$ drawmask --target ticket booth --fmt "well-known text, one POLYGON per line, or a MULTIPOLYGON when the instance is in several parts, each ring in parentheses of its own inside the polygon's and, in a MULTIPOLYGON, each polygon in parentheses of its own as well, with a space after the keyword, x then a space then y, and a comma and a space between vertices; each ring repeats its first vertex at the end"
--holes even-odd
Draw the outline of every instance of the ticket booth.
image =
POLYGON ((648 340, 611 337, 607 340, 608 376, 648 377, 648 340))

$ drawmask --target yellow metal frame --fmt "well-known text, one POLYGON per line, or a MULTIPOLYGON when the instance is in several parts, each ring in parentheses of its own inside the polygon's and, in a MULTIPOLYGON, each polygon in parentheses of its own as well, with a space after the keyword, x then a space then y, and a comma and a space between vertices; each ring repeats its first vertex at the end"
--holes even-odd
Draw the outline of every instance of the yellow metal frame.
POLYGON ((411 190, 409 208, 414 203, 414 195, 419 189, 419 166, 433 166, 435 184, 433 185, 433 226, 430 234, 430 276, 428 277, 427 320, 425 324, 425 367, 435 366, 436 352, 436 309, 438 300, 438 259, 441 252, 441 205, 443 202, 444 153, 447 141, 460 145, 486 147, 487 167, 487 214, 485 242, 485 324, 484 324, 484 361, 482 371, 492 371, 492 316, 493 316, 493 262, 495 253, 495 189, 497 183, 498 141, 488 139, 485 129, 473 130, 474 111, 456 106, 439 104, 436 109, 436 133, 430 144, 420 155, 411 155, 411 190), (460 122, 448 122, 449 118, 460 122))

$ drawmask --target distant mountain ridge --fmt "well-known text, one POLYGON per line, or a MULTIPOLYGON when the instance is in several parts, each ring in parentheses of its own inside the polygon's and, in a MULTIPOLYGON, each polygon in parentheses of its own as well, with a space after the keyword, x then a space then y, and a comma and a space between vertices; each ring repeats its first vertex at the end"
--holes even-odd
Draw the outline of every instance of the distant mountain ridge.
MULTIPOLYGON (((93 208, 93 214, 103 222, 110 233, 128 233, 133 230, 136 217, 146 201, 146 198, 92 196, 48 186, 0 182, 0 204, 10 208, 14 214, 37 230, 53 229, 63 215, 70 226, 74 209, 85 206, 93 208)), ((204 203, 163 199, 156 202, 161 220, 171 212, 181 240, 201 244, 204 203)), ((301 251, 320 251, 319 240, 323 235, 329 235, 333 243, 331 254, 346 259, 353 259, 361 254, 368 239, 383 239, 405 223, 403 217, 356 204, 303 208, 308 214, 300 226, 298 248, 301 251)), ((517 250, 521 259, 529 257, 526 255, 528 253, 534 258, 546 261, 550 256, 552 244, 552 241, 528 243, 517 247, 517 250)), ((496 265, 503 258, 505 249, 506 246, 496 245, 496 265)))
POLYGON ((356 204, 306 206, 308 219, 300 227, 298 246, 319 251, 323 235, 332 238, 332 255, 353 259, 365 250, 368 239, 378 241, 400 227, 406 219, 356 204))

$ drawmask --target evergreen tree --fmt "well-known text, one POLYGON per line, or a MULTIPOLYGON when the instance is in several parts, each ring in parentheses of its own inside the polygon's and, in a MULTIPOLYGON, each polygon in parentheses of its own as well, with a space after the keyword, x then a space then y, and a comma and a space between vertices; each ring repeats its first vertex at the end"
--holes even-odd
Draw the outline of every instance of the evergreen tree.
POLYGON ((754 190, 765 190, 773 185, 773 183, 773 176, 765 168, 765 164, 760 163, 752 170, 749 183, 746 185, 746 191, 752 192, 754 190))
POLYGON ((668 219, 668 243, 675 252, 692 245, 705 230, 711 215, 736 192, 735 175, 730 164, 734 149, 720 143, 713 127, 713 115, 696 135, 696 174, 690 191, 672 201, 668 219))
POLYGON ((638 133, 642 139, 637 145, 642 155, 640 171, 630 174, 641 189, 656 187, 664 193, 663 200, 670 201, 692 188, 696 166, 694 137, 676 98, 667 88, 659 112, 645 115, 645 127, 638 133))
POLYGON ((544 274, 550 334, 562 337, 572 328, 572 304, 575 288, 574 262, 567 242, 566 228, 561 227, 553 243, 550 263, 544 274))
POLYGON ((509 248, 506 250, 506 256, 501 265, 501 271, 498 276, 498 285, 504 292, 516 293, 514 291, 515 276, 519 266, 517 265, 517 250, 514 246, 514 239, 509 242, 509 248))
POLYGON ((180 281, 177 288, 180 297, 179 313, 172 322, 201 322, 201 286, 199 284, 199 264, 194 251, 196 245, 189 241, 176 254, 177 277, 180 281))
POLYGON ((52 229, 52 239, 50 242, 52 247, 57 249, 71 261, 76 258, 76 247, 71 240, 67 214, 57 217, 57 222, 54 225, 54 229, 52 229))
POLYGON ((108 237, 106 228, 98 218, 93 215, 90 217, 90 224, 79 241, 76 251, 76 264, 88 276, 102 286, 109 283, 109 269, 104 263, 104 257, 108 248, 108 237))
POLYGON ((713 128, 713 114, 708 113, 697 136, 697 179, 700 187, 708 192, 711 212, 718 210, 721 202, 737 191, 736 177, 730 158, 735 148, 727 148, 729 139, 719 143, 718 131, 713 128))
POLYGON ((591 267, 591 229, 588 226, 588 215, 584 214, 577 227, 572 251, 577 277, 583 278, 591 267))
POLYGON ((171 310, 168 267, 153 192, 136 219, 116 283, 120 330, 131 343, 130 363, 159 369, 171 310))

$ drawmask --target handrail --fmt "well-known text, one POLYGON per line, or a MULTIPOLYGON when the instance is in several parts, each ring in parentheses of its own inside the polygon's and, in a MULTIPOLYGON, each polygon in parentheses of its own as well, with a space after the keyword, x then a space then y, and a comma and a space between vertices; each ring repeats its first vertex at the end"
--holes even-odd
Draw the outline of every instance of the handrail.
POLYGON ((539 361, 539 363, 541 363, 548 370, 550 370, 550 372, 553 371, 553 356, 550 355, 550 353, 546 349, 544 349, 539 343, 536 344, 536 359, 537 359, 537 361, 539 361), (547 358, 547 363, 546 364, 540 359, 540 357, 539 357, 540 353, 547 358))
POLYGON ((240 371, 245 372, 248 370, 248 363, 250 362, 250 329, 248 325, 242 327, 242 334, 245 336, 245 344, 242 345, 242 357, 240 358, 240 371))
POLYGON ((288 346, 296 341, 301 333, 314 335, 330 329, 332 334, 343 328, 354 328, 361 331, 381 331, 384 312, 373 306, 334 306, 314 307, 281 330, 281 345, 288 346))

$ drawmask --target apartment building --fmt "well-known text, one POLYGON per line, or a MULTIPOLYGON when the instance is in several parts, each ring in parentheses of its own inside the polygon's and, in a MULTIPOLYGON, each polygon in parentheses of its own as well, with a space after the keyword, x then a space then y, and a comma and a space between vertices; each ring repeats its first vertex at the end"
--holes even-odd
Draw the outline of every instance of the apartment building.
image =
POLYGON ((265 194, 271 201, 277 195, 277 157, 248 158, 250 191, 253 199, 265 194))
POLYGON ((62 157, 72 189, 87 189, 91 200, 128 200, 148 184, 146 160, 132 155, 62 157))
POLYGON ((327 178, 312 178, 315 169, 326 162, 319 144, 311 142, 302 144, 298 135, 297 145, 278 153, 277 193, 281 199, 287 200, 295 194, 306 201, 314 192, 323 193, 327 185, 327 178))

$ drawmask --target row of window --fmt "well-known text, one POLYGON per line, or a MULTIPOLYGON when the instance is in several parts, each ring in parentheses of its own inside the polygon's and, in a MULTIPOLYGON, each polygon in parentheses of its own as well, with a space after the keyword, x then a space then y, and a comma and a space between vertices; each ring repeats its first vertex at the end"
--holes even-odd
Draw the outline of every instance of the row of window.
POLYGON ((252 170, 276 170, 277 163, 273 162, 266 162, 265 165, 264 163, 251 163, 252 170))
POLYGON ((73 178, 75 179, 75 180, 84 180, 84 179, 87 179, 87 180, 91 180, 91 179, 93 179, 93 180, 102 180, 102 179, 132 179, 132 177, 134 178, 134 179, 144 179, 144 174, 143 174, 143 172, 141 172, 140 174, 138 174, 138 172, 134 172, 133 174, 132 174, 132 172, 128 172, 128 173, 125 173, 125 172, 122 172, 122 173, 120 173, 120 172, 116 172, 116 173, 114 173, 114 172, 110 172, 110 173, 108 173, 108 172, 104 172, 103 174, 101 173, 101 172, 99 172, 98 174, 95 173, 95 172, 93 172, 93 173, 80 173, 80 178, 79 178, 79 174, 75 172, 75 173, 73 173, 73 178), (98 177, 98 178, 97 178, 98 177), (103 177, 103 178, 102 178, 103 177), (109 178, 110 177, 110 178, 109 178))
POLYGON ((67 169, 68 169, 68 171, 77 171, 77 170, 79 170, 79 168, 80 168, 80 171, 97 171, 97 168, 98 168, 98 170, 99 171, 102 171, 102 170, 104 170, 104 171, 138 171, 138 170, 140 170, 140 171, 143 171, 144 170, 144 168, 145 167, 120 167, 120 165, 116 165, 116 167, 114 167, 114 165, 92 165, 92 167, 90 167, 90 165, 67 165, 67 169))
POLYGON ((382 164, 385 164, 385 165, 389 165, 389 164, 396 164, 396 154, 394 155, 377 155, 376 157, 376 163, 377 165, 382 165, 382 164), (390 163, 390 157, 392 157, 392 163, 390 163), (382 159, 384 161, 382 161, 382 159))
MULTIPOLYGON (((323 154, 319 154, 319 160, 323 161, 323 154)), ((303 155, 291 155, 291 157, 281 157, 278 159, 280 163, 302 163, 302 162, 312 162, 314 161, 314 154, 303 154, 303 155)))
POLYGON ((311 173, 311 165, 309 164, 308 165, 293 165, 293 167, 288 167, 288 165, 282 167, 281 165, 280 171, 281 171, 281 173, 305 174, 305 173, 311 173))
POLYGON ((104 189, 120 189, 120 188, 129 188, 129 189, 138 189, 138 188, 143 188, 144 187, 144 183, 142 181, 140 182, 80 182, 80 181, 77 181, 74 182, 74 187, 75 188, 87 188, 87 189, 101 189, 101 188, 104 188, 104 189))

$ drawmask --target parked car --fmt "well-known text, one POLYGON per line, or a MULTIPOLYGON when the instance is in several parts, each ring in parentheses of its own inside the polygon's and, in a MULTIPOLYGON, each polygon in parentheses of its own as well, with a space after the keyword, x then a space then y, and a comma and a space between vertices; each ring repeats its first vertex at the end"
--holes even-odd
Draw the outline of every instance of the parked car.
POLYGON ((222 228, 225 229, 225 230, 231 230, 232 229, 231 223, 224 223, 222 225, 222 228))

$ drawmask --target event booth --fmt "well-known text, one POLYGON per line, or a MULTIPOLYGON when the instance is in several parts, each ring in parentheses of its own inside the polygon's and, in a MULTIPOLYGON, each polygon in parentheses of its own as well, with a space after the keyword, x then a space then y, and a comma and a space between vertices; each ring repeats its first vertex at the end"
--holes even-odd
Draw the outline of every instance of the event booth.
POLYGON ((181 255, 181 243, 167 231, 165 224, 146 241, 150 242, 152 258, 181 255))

WHAT THE EXERCISE ASKS: Transcribe exactly, and only, the lines from the one bearing "drawmask --target event" through the last line of the entries, counting both.

FINISHED TASK:
$ drawmask --target event booth --fmt "well-known text, one POLYGON per line, or a MULTIPOLYGON when the instance is in several parts, each ring in parentheses of its own inside the polygon's and, in a MULTIPOLYGON, each polygon in parentheses of its own as well, with a space after the keyword, x then a space then y, and a comma and a space between vertices; each ring repeats its first vertex at the end"
--holes even-odd
Draw the outline of every instance of the event booth.
POLYGON ((181 255, 181 243, 167 231, 165 224, 146 241, 150 242, 152 258, 181 255))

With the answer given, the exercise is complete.